═════ BRANO ═════
I futuri GECT potranno proporre progetti da finanziare nell’ambito dei diversi programmi di cooperazione. Nei programmi operativi, inoltre, si può prevedere il trasferimento delle funzioni di autorità di gestione del programma ad un futuro GECT.

Un soggetto giuridico, dunque, di tipo associativo con obiettivi di cooperazione territoriale sulla base di progetti cofinanziati dall’Unione Europea ma anche senza alcun finanziamento di questa, di progetti e azioni su iniziativa di Stati membri e rispettive autorità regionali e locali.

Un soggetto dotato di personalità giuridica, pubblica o privata, il regolamento non lo specifica, che possa contribuire in maniera armonica e sostenibile, allo sviluppo economico e sociale nelle aree coinvolte e alla crescita della competitività territoriale.

Il problema esistente è legato alla necessità di un vincolo normativo necessario a dare attuazione al regolamento GECT e che chiarisca la tipologia di personalità giuridica che il Gruppo dovrà avere, di diritto pubblico o di diritto privato.

Naturalmente le implicazioni sarebbero differenti.

Il GECT è costituito su base volontaristica e questo ha orientato il legislatore italiano a propendere verso una soluzione di tipo privatistico anche per evitare una potenziale proliferazione di organismi pubblici e anche per permetterne una più semplice attuabilità.
═════ RECORD FORNITI ═════
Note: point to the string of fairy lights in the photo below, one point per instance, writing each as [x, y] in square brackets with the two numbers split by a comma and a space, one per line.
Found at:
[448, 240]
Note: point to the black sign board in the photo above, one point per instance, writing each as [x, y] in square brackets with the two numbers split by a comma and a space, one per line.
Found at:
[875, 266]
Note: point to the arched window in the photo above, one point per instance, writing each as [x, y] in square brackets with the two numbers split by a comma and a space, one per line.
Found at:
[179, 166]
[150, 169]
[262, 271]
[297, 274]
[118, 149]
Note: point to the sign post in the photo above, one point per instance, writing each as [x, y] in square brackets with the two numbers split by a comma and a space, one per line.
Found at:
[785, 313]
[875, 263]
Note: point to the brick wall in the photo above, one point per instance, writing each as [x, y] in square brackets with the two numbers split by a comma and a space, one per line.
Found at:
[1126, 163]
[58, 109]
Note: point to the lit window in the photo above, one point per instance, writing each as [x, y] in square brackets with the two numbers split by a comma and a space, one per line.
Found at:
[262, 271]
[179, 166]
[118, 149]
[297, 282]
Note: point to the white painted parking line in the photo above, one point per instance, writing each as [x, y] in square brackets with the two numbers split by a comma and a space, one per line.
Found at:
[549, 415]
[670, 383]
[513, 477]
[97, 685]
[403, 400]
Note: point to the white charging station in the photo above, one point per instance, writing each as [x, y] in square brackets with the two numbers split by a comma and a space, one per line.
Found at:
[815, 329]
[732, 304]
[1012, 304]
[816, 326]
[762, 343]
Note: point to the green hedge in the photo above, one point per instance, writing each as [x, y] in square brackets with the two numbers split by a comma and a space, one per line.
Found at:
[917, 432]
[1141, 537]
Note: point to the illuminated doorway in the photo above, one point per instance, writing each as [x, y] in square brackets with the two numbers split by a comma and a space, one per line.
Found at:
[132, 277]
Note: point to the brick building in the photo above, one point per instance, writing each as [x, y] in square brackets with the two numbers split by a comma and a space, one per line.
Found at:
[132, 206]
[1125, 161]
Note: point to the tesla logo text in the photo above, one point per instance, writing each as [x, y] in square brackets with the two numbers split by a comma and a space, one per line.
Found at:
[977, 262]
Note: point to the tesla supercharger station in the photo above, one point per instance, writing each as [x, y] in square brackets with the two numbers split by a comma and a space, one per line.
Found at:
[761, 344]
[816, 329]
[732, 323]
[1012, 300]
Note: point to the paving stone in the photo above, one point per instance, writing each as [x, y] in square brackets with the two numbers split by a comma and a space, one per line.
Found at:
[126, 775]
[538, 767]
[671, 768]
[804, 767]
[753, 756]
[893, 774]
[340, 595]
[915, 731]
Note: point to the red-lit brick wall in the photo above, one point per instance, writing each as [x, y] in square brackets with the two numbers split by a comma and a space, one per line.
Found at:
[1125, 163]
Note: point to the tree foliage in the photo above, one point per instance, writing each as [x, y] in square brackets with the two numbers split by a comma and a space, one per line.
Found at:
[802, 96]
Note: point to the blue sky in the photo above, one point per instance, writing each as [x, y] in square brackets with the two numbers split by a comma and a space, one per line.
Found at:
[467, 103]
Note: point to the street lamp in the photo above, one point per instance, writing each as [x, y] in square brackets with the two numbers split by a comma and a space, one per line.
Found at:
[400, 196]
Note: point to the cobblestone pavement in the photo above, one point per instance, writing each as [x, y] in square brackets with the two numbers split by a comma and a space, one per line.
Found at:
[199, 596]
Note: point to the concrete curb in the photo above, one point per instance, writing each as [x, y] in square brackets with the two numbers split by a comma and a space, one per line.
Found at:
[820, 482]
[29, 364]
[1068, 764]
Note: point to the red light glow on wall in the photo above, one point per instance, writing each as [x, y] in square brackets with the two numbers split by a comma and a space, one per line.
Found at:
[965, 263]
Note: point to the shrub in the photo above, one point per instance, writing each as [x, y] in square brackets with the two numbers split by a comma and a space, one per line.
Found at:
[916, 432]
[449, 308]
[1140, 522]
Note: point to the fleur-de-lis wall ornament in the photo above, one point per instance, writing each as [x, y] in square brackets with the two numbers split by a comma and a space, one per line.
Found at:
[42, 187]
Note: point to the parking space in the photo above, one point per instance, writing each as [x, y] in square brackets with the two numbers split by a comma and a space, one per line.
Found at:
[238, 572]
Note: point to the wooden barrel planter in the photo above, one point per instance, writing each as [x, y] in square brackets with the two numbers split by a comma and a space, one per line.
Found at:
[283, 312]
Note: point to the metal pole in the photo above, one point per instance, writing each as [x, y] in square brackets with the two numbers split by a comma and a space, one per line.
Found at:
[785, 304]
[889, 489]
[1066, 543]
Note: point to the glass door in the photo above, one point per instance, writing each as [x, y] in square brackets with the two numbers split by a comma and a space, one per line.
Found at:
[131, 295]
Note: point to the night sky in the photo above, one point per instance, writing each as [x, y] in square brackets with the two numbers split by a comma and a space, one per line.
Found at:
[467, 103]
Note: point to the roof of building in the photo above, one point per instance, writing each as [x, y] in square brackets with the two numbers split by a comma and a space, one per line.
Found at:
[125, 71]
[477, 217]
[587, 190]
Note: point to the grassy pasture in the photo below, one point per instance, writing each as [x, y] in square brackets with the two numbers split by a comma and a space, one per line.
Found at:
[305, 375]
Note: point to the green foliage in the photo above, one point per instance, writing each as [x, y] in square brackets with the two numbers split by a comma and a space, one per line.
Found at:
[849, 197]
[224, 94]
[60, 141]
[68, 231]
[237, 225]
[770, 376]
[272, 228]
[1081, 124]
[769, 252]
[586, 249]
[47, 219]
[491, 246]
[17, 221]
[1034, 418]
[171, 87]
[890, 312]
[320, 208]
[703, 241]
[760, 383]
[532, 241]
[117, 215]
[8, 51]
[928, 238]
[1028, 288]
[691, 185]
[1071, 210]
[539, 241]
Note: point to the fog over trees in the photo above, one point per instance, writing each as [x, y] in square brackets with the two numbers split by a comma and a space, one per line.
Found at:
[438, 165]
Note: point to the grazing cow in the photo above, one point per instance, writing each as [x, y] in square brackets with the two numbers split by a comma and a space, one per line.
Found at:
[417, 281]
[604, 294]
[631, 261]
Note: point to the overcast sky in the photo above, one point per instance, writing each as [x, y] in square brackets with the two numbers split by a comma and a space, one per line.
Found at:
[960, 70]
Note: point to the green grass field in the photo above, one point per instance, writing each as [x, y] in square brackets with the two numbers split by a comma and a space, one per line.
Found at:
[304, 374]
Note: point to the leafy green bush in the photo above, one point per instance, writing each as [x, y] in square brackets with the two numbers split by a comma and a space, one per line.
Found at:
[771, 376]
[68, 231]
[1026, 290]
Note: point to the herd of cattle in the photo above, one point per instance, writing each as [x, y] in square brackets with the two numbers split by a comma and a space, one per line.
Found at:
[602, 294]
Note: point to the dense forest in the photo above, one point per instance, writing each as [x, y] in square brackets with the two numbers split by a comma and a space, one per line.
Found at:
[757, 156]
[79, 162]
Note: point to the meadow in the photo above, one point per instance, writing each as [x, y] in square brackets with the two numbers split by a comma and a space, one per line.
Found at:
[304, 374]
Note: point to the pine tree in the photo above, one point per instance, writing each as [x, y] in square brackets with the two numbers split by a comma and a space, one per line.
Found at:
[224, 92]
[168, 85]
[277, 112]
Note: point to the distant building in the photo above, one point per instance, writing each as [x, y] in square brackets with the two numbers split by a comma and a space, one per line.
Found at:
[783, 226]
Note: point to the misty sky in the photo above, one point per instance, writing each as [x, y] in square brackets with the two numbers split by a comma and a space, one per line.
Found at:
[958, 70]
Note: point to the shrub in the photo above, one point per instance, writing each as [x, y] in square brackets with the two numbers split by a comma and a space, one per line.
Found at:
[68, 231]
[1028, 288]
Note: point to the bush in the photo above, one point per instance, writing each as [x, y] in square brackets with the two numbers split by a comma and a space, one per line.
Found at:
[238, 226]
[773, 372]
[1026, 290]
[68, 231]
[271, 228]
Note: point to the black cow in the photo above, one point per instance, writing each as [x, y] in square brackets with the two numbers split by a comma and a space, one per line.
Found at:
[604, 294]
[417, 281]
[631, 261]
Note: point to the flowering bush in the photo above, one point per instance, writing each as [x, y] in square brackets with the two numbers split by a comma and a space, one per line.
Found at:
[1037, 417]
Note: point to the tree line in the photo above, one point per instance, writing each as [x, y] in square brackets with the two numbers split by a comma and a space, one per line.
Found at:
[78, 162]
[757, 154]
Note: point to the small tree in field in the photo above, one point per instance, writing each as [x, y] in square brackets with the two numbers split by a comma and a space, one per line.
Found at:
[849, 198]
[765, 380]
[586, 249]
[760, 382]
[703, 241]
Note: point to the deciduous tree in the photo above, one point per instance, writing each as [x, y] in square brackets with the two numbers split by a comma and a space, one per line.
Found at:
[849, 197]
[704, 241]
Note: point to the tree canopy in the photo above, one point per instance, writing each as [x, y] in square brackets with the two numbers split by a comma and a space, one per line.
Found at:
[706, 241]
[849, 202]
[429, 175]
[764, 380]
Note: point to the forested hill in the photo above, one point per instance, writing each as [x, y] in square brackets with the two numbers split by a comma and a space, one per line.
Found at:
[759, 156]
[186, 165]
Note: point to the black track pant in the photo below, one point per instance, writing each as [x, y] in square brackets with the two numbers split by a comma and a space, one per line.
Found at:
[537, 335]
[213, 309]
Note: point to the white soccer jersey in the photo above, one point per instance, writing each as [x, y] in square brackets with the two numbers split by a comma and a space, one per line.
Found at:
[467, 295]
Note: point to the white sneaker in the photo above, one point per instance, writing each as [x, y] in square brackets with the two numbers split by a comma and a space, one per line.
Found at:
═════
■ ESERCIZIO SCRITTO A ■
Traduci in inglese questa frase del brano sui GECT: "I futuri GECT potranno proporre progetti da finanziare nell’ambito dei diversi programmi di cooperazione."
■ ESERCIZIO SCRITTO B ■
Fornisci il seguito del brano sui GECT, riprendendo subito dopo la sua ultima frase.
I record non servono a nulla in questo lavoro.

■ RISPOSTA SCRITTA A ■
Future EGTCs will be able to propose projects to be funded under the various cooperation programs.

■ RISPOSTA SCRITTA B ■
I controlli però resterebbero di tipo pubblicistico.

Il fatto che a livello comunitario non sia stata specificata la natura del GECT spiega la tradizionale indifferenza del diritto comunitario riguardo alla distinzione tra pubblico e privato di cui invece è permeato il nostro ordinamento giuridico.

C’è da evidenziare che il regolamento non è destinato a produrre un effetto uniforme su tutto il territorio dell’Unione e questo in ragione dell’eterogeneità di fattori organizzativi e giuridici degli Stati membri. E’ inevitabile, quindi, una dinamica legislativa e regolamentare in ciascuno Stato membro che porti a rafforzare la certezza giuridica per il concreto utilizzo di questo strumento di cooperazione. Anche perché la disciplina contenuta nel regolamento è molto generica e lascia molti margini di intervento. Si auspica, quindi, che ogni Stato membro adotti una propria strategia nazionale di cooperazione territoriale e questo in quanto i singoli Stati sono chiamati a diversi ruoli nell’ambito della Costituzione di un GECT: negoziare il regolamento, esserne potenziali membri, in quanto legislatori dettare disposizioni che ne assicurino l’effettiva applicazione e infine vengono loro assegnate funzioni di controllo.

Ciò nonostante, nel c.d decreto milleproroghe, non sono state tradotte in un emendamento alla legge di conversione le norme formulate d’intesa tra il Dipartimento Affari Regionali e Politiche Comunitarie della Presidenza del Consiglio dei Ministri, per l’adozione del regolamento sul GECT, dunque questo è rimasto in sospeso.

In realtà una raccomandazione dell’Assemblea delle Regioni (ARE) adottata nello scorso settembre sottolinea come le regioni debbano essere in grado di costituire i GECT che sono il mezzo attraverso il quale giocare un ruolo importante nella politica regionale dell’UE, sollecitando l’adozione delle misure nazionali necessarie.

Data la diversità dell’Europa e delle sue regioni lo sviluppo di forme di cooperazione porteranno un vantaggio per tutta l’area.

Occorrono, pertanto, delle politiche regionali su misura, degli spazi policentrici che avrebbero certamente delle ricadute positive per il territorio.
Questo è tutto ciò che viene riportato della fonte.